* begin Passage *
A routine exercise in booting people off an overbooked flight in an attempt to have standby staff flown to Louisiana turned into a farce of major proportions, when one guy decided to do a Rosa Parks and stand up, or in this case, sit down, for his rights. He refused to move, so United Airlines could have seats for staff that needed to fly to Louisiana, likely a last-minute reassignment for them to crew another plane.
I suppose United’s decision to do this made sense to them in a twisted sort of way: they owned the plane, it was their crew, they could do what they wanted provided they gave the affected passengers compensation and an alternate trip back. Their house, their rules. It’s like a customer refusing to leave a restaurant even after being offered a free meal and fare for a cab ride home despite the repeated requests of its owner. Is the owner supposed to just throw his hands up in the air and let the customer have his way, or does he sic law enforcement on the offending party instead?
In my stint with Expedia, one of the most common scenarios was what we called an airline schedule change. Airline schedule changes (ASC) happen for a lot of reasons, the most common being a cancellation due to the weather or mechanical issues. A nonstop flight could be cancelled due to low ridership, and replaced with a connecting flight. It’s the responsibility of an airline to get a passenger where he or she needs to go – this is essentially the contract of carriage – so there is always an alternative. Passengers can be re-routed, rescheduled or, very rarely and if no other alternative can be found, refunded.
What could make the situation difficult was the reaction of passengers who were affected. Some – the more well-traveled, – took it in stride and accepted an alternative option, usually a flight slightly earlier, or later than the originally scheduled one. Others – likely first-time flyers – would panic, thinking the airline would cut and run with their money, leaving them with a cancelled flight and nothing to show for their efforts. Still others – the ones who’ve had the Magna Carta for breakfast – would haughtily demand to know the reason for the cancellation, and immediately segue into an ultimatum of First class, or else. (They never got first class.)
Weather and mechanical issues are easy enough to justify, i.e. Joe Passenger, the perfect storm is brewing over the Bahamas, do you really want to die in a metal tube a thousand kilometres above sea level, all because you insisted on getting there on schedule? But airlines also overbook, and passengers end up getting bumped from flights. Being bumped is a trickier situation – overbooking leads to no seats being available and sometimes an agent can get callous, assuming that the customer will take common sense for granted and accept whatever recompense the airline is willing to provide. Some airlines are worse than others, and United Airlines has long had a rep for having obnoxious customer service. Boy, did they step in it this time.
* end Passage *
Written instruction:
Answer these questions from the passage about airline overbooking above:
(a) To which state did the standby staff need to fly?
(b) What are the most common reasons for an airline schedule change?
(c) Which airline has long had a reputation for obnoxious customer service?
* begin Record extracts *
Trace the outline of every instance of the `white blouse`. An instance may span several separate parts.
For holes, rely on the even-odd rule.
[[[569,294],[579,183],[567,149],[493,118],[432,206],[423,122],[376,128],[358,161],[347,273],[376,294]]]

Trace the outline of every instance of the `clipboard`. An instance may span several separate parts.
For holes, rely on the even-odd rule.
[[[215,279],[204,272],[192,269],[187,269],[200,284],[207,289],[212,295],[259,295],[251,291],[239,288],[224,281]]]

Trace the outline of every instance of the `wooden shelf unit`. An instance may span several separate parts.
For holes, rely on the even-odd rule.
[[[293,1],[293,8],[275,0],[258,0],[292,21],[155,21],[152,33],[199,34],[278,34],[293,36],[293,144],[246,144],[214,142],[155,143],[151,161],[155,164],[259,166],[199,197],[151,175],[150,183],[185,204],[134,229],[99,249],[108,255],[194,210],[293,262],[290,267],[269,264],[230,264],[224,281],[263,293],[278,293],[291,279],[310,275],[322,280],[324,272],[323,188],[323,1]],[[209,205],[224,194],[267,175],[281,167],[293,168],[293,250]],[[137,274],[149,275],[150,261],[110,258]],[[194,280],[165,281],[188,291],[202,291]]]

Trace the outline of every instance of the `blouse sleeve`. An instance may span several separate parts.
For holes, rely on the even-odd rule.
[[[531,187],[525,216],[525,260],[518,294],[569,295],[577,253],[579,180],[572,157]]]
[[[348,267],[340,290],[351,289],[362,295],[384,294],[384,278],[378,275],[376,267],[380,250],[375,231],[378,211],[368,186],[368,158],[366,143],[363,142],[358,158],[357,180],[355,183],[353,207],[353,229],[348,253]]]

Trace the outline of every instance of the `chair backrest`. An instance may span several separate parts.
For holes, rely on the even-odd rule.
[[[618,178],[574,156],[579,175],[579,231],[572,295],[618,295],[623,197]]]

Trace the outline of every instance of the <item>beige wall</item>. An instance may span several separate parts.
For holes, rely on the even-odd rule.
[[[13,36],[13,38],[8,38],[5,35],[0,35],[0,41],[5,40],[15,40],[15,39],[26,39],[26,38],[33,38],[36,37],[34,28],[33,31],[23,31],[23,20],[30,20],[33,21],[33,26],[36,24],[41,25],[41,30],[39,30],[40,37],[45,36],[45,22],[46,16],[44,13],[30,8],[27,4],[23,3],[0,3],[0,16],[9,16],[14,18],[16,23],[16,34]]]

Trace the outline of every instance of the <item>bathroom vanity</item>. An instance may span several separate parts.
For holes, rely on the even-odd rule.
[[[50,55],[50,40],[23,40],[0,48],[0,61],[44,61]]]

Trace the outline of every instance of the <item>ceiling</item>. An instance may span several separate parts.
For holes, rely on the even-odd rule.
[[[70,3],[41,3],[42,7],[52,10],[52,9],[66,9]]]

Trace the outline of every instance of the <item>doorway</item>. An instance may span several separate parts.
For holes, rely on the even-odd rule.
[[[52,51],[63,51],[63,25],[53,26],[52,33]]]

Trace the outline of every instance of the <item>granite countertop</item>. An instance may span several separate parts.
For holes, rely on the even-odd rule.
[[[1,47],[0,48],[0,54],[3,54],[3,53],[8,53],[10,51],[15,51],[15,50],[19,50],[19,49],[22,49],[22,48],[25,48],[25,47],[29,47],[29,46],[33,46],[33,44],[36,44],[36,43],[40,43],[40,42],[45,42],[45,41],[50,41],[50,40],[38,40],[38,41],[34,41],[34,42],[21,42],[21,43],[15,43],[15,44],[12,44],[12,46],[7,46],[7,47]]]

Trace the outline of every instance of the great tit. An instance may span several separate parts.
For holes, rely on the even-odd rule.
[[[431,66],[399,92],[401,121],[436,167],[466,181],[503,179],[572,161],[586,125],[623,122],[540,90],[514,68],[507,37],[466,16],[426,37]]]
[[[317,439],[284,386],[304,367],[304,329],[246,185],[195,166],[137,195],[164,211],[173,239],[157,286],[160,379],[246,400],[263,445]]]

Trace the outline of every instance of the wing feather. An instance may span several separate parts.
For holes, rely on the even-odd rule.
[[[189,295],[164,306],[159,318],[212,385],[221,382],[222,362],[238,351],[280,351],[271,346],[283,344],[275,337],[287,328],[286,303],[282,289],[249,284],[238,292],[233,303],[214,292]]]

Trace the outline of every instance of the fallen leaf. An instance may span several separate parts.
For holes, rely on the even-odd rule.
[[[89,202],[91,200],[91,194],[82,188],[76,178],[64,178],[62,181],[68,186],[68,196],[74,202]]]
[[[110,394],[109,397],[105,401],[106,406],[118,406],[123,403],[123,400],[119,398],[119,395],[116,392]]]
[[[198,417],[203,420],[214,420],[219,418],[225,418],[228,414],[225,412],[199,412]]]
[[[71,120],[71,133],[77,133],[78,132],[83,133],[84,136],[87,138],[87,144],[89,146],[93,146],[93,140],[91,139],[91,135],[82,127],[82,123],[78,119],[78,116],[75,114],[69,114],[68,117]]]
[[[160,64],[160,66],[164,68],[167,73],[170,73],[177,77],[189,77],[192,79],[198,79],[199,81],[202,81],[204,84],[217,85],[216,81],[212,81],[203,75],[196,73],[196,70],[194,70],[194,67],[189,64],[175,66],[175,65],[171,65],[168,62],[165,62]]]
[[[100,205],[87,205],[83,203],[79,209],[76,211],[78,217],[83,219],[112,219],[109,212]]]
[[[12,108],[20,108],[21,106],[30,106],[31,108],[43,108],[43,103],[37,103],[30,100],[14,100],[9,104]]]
* end Record extracts *
Result below:
(a) Louisiana.
(b) A cancellation due to the weather or mechanical issues.
(c) United Airlines.